## Exercise
Please swap "benchmark" for "test set" throughout the entries below, and give the entries again with everything else unchanged.

-- start --

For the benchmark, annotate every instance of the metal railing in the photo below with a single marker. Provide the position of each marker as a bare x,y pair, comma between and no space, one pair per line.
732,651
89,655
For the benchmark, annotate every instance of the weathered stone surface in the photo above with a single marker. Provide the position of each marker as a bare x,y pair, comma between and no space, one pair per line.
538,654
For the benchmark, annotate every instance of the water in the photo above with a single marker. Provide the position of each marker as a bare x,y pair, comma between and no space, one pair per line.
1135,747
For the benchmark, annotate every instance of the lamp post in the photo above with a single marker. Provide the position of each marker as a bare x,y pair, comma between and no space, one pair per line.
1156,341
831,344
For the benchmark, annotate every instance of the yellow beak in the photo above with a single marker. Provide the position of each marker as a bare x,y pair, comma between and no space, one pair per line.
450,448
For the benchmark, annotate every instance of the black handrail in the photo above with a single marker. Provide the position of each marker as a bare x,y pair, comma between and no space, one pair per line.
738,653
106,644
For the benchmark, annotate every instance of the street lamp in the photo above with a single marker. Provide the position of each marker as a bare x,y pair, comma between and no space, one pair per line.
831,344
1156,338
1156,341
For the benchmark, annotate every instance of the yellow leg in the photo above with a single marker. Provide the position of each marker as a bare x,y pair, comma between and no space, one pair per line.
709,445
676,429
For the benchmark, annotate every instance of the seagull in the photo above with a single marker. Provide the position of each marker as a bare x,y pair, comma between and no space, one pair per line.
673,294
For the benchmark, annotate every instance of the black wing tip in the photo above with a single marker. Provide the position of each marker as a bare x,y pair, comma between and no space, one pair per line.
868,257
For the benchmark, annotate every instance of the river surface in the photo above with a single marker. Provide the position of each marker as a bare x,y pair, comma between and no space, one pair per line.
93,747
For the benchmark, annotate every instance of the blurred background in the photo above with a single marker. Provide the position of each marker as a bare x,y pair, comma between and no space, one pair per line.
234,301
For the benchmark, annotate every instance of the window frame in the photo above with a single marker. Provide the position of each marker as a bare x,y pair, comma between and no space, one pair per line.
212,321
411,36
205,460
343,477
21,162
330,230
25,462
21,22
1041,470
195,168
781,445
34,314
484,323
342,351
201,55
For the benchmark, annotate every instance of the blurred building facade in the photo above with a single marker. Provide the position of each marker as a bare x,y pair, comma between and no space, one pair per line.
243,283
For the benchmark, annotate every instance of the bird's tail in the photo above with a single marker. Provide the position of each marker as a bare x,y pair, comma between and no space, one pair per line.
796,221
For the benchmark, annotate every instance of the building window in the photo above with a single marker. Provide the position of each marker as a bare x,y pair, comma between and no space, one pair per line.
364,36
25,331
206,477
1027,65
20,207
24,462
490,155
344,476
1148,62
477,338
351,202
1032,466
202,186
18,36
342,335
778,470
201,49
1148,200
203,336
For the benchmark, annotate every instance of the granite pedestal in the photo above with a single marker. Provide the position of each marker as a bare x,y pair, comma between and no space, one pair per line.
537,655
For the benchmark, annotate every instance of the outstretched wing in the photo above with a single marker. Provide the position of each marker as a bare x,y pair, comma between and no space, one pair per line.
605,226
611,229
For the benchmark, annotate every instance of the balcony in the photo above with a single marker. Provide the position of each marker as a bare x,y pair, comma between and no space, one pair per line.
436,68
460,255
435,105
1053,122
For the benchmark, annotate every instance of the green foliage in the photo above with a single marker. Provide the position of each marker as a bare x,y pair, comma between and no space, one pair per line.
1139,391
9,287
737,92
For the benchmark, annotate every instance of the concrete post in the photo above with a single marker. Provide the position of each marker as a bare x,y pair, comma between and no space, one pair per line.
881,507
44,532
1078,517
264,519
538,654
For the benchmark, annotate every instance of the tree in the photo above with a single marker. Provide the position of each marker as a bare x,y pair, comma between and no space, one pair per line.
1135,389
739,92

-- end --

## The output
For the test set, annotate every instance of the metal railing in the photo below with a single marker. Provide the position of each marker as a bare x,y pair, comma between and no space, one pair per line.
732,651
89,655
For the test set, annotate every instance of the weathered stone surface in the photo above with a single marker. Provide the position of each marker as a bare x,y pair, comma between and no space, one pair per line.
538,654
For the test set, annotate every instance of the water in the photo above with a single marker. Provide the position of each marker as a bare x,y pair, comma between and no space, one pair per line.
1135,747
For the test set, annotate every instance of the lamp post in the photo above with a single marker. Provide the position of each marker as a bare x,y pair, comma between and no space, one pair per line.
1156,341
831,344
For the test set, annotate every instance of the yellow beak in the photo above with a single marker. Provide the position of each marker as a bare x,y pair, comma between and no space, one pair per line.
450,448
For the test set, annotate every instance of the black handrail in the photo above with a single marker. Provide the position of each marker as a bare x,y pair, comma between and no space, one pair per line.
738,653
106,644
For the test set, annotate every instance of the street lamp in the photo above with a single marker. Provide the position of each marker as a bare x,y pair, comma between and no space, one pair per line.
831,344
1156,338
1156,341
For the test set, annotate every instance of the yellow leg in the photo above with a single marker. Provide the position of each marker as a bare x,y pair, comma between and no space, one pair per line.
709,445
676,429
For the test set, annotate every instance of the seagull in the photo above with a single marker. Provide the position of each marker as a bare x,y pair, comma between and no space, one pair per line.
673,294
For the test set, annotate every instance of the black wing tip in the photo above with a single marker. Provide the position of each marker as a bare x,y pair, comma between and no space, one pair per line.
868,257
For the test set, annotate every instance of the river surface in the photo above with a single marker. Provide the position of each marker as a bare x,y pair, comma between and no space, one pair per line.
93,747
For the test set, annotate every instance of the blurred background in the photo above with a single marker. Provide the position of each marker as a bare x,y pair, comma between and no space, one pair per line.
234,301
For the test set, annotate every instance of the window frame in the photo above with a single marker. Provide the position of each marker as a bare x,y pair, comma between and no space, one pair per line.
212,321
411,36
205,460
343,477
21,162
330,230
25,462
21,22
1041,470
195,168
781,445
34,314
484,323
342,351
201,55
For the test set, annotate every instance of the blurred building facade in the photo above with a single marker. Provide the position of each marker as a bare x,y pair, comma between and no space, one pair per line.
243,283
For the test set, annotate every instance of the bird's tail in the photo above with a single marker. Provide the position of each marker as a bare x,y pair, comma between and no space, one pair per line.
796,221
For the test set, annotate every instance of the building window in the photo above with a single marker. Provide the position of each marker as a bare x,y pair, comma between and no space, one pair per line.
364,36
25,331
206,477
1027,65
20,207
24,462
490,155
344,476
1148,62
477,338
351,202
1032,466
202,186
18,36
342,335
778,470
201,49
1148,200
203,336
For the test set, annotate every instance of the granite pedestal in the photo above with a single marker. Provide the position of each marker as a bare x,y pair, comma between and no space, one pair per line.
537,655
For the test set, annotate every instance of the outstretched wing in the photo above with a single marker. Provide the position of each marker as a bare x,y pair, comma between and no space, one pair per line.
605,226
611,229
For the test set, annotate every instance of the balcony in the photo above with a single marker. Provide the position of each marker as a bare x,y pair, comma between and no space, one pair per line.
436,68
460,255
435,105
1053,122
For the test set, annotate every instance of the green foliage in the photo above with a single marker. Provide the position of each marker as a bare x,y pair, comma between and no space, one pair per line.
1139,391
9,287
737,92
For the test set, annotate every instance of the concrete post in the photo above with a single marker. Provide the position of each marker as a bare x,y pair, comma between and no space, one pair per line.
881,507
44,532
1078,517
264,519
538,654
For the test set, annotate every instance of the tree in the photo above with a single marker. Provide the position of each marker as a bare x,y pair, comma between and no space, one pair per line.
1135,389
739,92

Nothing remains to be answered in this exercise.